*RECORDS PROVIDED*
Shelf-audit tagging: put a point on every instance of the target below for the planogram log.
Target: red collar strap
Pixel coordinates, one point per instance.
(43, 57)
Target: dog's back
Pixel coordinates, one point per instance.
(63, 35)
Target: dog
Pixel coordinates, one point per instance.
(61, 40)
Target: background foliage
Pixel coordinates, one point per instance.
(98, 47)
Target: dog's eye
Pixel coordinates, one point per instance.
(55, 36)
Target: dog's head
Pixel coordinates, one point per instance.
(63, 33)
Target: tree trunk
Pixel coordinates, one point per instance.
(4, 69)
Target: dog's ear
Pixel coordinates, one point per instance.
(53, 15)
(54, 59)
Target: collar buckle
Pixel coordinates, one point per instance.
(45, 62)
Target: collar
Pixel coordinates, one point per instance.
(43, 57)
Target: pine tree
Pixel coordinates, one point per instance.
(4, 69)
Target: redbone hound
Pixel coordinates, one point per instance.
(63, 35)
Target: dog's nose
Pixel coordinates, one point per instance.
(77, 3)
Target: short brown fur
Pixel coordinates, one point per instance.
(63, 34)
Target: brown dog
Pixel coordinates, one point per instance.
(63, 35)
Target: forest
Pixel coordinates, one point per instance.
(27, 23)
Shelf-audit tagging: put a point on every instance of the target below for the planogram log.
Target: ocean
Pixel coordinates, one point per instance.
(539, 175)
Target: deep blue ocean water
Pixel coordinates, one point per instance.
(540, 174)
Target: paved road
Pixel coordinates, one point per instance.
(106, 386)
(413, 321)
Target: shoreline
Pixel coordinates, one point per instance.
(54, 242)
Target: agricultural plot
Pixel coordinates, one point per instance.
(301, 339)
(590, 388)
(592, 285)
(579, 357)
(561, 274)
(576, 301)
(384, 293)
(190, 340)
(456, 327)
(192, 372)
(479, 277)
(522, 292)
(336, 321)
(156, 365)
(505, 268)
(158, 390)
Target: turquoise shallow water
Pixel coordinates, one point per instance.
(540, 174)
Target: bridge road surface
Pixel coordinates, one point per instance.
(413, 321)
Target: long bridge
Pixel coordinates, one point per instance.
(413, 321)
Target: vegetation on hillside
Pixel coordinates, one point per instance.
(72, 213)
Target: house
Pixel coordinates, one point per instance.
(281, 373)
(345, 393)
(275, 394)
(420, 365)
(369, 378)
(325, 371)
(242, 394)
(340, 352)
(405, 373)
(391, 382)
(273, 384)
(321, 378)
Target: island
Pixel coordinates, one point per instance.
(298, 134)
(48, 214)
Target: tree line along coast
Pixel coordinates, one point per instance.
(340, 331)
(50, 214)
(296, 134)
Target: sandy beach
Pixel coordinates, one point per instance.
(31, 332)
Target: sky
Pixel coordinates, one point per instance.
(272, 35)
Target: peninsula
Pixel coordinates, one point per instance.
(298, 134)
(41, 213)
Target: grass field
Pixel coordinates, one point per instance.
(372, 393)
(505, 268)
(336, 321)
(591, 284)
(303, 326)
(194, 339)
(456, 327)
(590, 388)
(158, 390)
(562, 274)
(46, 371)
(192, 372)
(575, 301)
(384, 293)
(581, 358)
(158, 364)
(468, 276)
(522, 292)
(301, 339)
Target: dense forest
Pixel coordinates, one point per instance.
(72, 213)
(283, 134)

...

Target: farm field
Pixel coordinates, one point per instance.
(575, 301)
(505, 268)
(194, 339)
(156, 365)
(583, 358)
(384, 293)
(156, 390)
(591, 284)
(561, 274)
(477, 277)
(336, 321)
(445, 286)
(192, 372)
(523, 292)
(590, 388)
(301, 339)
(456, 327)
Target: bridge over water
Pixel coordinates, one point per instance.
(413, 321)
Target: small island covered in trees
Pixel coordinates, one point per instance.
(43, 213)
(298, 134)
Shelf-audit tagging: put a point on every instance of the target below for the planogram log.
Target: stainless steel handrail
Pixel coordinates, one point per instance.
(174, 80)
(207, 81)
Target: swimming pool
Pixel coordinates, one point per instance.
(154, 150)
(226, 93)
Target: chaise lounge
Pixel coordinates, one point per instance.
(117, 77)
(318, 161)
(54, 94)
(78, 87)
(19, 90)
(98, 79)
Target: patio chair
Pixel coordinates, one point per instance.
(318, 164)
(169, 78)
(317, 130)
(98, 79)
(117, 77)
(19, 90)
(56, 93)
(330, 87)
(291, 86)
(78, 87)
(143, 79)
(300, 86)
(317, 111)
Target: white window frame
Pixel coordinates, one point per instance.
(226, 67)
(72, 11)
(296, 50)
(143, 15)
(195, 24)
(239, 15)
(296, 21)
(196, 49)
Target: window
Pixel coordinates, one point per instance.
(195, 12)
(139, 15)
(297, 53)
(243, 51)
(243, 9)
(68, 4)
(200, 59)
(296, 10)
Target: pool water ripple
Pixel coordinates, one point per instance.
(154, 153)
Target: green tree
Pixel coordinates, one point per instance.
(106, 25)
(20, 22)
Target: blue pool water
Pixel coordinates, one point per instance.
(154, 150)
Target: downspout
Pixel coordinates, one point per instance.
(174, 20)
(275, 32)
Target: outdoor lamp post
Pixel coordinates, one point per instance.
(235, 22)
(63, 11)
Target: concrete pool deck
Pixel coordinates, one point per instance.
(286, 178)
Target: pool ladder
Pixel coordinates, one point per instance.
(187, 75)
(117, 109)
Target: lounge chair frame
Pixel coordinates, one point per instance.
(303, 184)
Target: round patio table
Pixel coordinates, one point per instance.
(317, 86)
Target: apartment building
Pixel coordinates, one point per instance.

...

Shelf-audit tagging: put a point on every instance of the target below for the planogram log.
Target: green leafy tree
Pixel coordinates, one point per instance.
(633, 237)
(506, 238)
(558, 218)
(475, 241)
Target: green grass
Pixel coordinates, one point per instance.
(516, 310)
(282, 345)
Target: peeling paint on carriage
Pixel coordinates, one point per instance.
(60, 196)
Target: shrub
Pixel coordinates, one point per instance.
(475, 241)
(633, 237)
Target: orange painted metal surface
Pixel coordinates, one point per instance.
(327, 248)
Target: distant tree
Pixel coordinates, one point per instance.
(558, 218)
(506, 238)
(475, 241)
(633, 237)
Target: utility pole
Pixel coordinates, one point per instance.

*EXERCISE PROMPT*
Whatever else the listing above holds, retype exactly only the lines from the one containing "Target: collar buckle" to the one containing "Target: forest", both ends kept.

*RESPONSE FOR THIS EXERCISE*
Target: collar buckle
Pixel coordinates, one point per instance.
(45, 62)
Target: collar
Pixel coordinates, one point per instance.
(43, 57)
Target: pine tree
Pixel coordinates, one point per instance.
(4, 69)
Target: redbone hound
Pixel coordinates, one point per instance.
(63, 35)
Target: dog's nose
Pixel coordinates, one point per instance.
(77, 3)
Target: short brown fur
Pixel coordinates, one point per instance.
(63, 34)
Target: brown dog
Pixel coordinates, one point per instance.
(63, 35)
Target: forest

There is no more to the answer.